◆ TASK TO COMPLETE ◆
Retype the data below in full, keeping every character as it is.

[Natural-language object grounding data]
--

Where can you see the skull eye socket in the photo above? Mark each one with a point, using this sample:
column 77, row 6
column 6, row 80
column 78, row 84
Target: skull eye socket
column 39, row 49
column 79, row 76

--

◆ ANSWER FOR THIS EXERCISE ◆
Where can you see the skull eye socket in the photo above? Mark each one with a point, using this sample:
column 77, row 6
column 6, row 80
column 78, row 84
Target: skull eye socket
column 39, row 49
column 79, row 76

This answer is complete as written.